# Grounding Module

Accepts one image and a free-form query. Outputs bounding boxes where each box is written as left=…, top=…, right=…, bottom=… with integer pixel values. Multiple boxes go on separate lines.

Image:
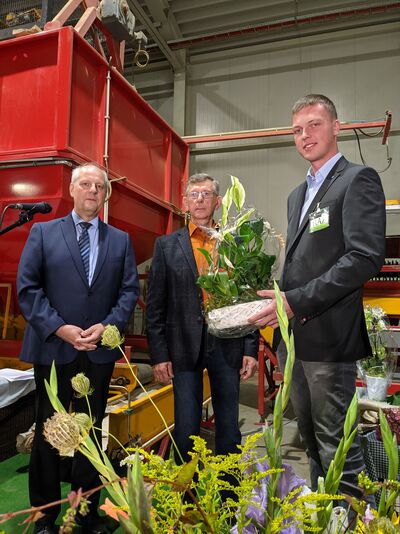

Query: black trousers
left=29, top=352, right=114, bottom=521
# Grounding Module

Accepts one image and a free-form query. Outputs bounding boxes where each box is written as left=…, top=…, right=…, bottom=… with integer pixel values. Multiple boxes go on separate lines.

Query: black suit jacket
left=280, top=157, right=386, bottom=361
left=146, top=228, right=258, bottom=372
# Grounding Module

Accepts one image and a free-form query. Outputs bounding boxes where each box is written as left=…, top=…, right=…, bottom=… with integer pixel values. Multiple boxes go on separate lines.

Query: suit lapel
left=178, top=227, right=199, bottom=280
left=60, top=215, right=88, bottom=285
left=286, top=157, right=347, bottom=256
left=90, top=219, right=110, bottom=285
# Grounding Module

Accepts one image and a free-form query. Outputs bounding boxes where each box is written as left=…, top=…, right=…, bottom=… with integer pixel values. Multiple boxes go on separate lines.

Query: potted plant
left=197, top=176, right=281, bottom=337
left=358, top=305, right=396, bottom=401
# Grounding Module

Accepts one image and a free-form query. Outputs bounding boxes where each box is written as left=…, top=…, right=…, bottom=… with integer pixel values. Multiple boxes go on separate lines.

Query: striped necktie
left=78, top=222, right=92, bottom=281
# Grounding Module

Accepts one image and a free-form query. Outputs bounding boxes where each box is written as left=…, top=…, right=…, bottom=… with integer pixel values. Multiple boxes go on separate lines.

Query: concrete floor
left=202, top=373, right=310, bottom=485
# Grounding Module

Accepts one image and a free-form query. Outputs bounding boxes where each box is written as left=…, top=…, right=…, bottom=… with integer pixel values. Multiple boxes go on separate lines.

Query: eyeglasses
left=78, top=181, right=106, bottom=192
left=186, top=190, right=215, bottom=200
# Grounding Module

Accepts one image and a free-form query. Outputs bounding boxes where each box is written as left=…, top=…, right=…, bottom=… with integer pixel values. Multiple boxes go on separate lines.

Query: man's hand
left=240, top=356, right=257, bottom=380
left=153, top=362, right=174, bottom=384
left=248, top=289, right=294, bottom=328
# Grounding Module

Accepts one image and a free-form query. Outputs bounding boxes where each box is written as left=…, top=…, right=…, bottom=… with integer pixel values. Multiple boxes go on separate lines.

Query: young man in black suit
left=146, top=174, right=258, bottom=461
left=252, top=95, right=386, bottom=497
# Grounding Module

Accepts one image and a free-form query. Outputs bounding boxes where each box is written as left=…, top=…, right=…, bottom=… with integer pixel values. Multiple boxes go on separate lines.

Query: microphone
left=8, top=202, right=53, bottom=215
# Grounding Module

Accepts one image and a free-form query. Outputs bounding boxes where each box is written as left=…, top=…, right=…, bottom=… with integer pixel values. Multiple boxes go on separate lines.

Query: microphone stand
left=0, top=210, right=35, bottom=235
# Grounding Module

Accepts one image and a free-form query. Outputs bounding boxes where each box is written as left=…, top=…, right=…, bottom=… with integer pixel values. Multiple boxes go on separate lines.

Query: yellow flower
left=71, top=373, right=93, bottom=399
left=101, top=324, right=124, bottom=349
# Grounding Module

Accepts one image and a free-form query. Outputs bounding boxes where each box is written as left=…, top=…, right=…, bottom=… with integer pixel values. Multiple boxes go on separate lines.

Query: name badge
left=308, top=204, right=329, bottom=234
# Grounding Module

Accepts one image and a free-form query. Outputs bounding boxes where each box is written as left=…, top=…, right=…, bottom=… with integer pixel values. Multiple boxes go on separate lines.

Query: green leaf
left=44, top=368, right=67, bottom=413
left=50, top=360, right=58, bottom=395
left=197, top=248, right=213, bottom=267
left=221, top=187, right=232, bottom=226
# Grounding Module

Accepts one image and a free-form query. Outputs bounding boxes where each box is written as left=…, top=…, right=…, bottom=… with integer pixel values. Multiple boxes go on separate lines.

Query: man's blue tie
left=78, top=222, right=92, bottom=281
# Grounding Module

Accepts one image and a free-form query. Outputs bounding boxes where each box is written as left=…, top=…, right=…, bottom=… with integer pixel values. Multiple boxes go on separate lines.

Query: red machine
left=0, top=27, right=188, bottom=356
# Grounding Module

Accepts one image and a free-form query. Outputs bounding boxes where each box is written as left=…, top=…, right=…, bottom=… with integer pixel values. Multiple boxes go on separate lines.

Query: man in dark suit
left=17, top=164, right=139, bottom=533
left=252, top=95, right=385, bottom=497
left=146, top=174, right=258, bottom=461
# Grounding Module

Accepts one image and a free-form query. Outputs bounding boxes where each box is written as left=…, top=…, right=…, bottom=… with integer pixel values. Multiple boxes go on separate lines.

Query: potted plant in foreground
left=197, top=176, right=281, bottom=337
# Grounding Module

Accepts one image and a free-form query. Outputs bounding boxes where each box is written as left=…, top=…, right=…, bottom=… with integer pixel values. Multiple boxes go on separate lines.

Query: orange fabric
left=188, top=221, right=215, bottom=302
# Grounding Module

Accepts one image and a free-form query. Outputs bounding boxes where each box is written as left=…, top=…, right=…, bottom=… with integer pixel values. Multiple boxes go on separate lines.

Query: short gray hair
left=292, top=94, right=337, bottom=120
left=185, top=172, right=219, bottom=196
left=71, top=162, right=108, bottom=185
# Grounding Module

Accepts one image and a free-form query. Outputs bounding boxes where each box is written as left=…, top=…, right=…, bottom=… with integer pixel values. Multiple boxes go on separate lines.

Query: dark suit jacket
left=17, top=215, right=139, bottom=365
left=146, top=228, right=258, bottom=372
left=280, top=157, right=386, bottom=361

(Instructions to follow): Edit every one of the rows above by replacing "free-form query" with "open-ended query" wherever it appears, leaving everything else unchanged. Write out the edited rows without the pictures.

(Exercise answer):
# Grounding Module

Accepts one image and a open-ended query. Outputs bounding boxes where each box is written as left=…, top=…, right=…, bottom=… with integer pixel values. Multiple boxes go on separate lines.

Image:

Query: black trousers
left=29, top=352, right=114, bottom=521
# Grounding Module

Accepts one image and a open-ended query. Outputs bounding boxes where each box is written as left=…, top=…, right=…, bottom=… with integer pixel values. Multiple boxes go on separate lines.

Query: black suit jacket
left=280, top=157, right=386, bottom=361
left=146, top=228, right=258, bottom=372
# Grounding Module

Accepts one image and a open-ended query. Outputs bounding boxes where each box is written as left=…, top=…, right=…, bottom=… with integer pixel values. Multiple boxes go on separate lines.

Query: suit lapel
left=178, top=227, right=199, bottom=280
left=60, top=215, right=88, bottom=285
left=286, top=157, right=347, bottom=256
left=90, top=219, right=110, bottom=285
# Grounding Module

Accepts one image and a open-ended query. Outputs bounding boxes where each box is written as left=…, top=…, right=…, bottom=… with integer pixel values. Multiple boxes go on separate lines.

Query: potted plant
left=197, top=176, right=281, bottom=337
left=358, top=305, right=396, bottom=401
# Grounding Module

Accepts one image and a open-ended query. Outputs bounding boxes where each box is written as left=…, top=…, right=…, bottom=… with integer pixel values. Multiple boxes go on separate lines.

Query: striped necktie
left=78, top=222, right=92, bottom=281
# Grounding Module

Accepts one image and a open-ended query. Outputs bounding boxes where each box is written as left=…, top=…, right=…, bottom=… with integer pixel values. Multiple boxes go on separate lines.

Query: concrete floor
left=202, top=373, right=310, bottom=485
# Grounding Module

Accepts one image and a open-ended query. Outputs bounding boxes where each box is written as left=…, top=…, right=…, bottom=… with integer pixel values. Multiple boxes go on separate lines.

Query: eyeglasses
left=78, top=181, right=106, bottom=192
left=186, top=190, right=215, bottom=200
# Grounding Module

Accepts one image and a open-ended query. Outputs bounding boxes where each box is written as left=…, top=…, right=…, bottom=… with integer pixel values. Multiple boxes go on separate lines.

Query: man's hand
left=240, top=356, right=257, bottom=380
left=153, top=362, right=174, bottom=384
left=248, top=289, right=294, bottom=328
# Grounding Module

Accepts one image and a open-ended query. Outputs bounding boxes where each box is written as left=…, top=…, right=…, bottom=… with integer pixel values. Multiple boxes go on separate lines.

Query: young man in black suit
left=146, top=174, right=258, bottom=461
left=252, top=95, right=386, bottom=497
# Grounding Module

Accepts one image and a open-ended query. Outputs bounding boxes where each box is written as left=…, top=…, right=…, bottom=… with integer pixel values. Multiple boxes go on separate lines.

Query: microphone
left=8, top=202, right=53, bottom=215
# Grounding Module

Accepts one image and a open-ended query. Outputs bounding boxes where each box is written as left=…, top=…, right=…, bottom=… with integer pixel values. Multiple boxes go on separate lines.

Query: microphone stand
left=0, top=210, right=35, bottom=235
# Grounding Module

Accepts one image and a open-ended query. Outputs bounding boxes where each box is written as left=…, top=…, right=…, bottom=… with integer pixel values. Multiple boxes go on separate lines.

Query: yellow flower
left=71, top=373, right=93, bottom=399
left=101, top=324, right=124, bottom=349
# Grounding Module

Accepts one image and a open-ended query. Outputs bounding boxes where each box is written as left=…, top=…, right=…, bottom=… with integer pixel values. Multiple boxes go on separate lines.

Query: name badge
left=308, top=204, right=329, bottom=234
# Grounding Module

Accepts one image and a open-ended query. Outputs bounding boxes where each box is written as left=…, top=…, right=…, bottom=… with integer pixel values. Multiple boxes go on separate lines.

Query: green leaf
left=44, top=368, right=67, bottom=413
left=50, top=360, right=58, bottom=395
left=197, top=248, right=213, bottom=267
left=221, top=187, right=232, bottom=226
# Grounding Module

Accepts one image and a open-ended query. Outputs bounding boxes where each box is written as left=…, top=…, right=…, bottom=… with integer pixel values. Multiple boxes go on separate lines.

Query: man's blue tie
left=78, top=222, right=92, bottom=281
# Grounding Module

Accepts one image and a open-ended query. Outputs bounding boxes where each box is written as left=…, top=…, right=…, bottom=… with integer pixel values. Multiple boxes go on separate lines.

Query: red machine
left=0, top=27, right=188, bottom=356
# Grounding Module

Accepts one image and a open-ended query. Outputs bounding boxes where each box is written as left=…, top=…, right=…, bottom=… with integer pixel values. Multiple boxes go on separate lines.

Query: man in dark suit
left=17, top=164, right=139, bottom=533
left=252, top=95, right=385, bottom=497
left=146, top=174, right=258, bottom=461
# Grounding Module

Accepts one image and a open-ended query. Outputs bounding boxes where each box is written as left=…, top=…, right=…, bottom=… with integer pixel values. Multiple boxes go on separate lines.

Query: potted plant in foreground
left=197, top=176, right=281, bottom=337
# Grounding Module

Accepts one image and a open-ended query. Outputs bounding boxes where each box is written as left=…, top=…, right=…, bottom=… with integer pixel values. Multiple boxes go on separate lines.

Query: orange fabric
left=188, top=221, right=215, bottom=302
# Grounding Module

Accepts one image and a open-ended query. Outputs bounding boxes where each box is written as left=…, top=…, right=…, bottom=… with integer pixel values. Multiple boxes go on separate lines.

Query: short gray hair
left=292, top=94, right=337, bottom=120
left=185, top=172, right=219, bottom=196
left=71, top=162, right=108, bottom=185
# Grounding Module

Accepts one image and a open-ended query. Outputs bounding boxes where each box is written as left=…, top=…, right=…, bottom=… with integer pixel values. Multiple boxes go on separate lines.

Query: dark suit jacket
left=17, top=215, right=139, bottom=365
left=146, top=228, right=258, bottom=372
left=280, top=157, right=386, bottom=361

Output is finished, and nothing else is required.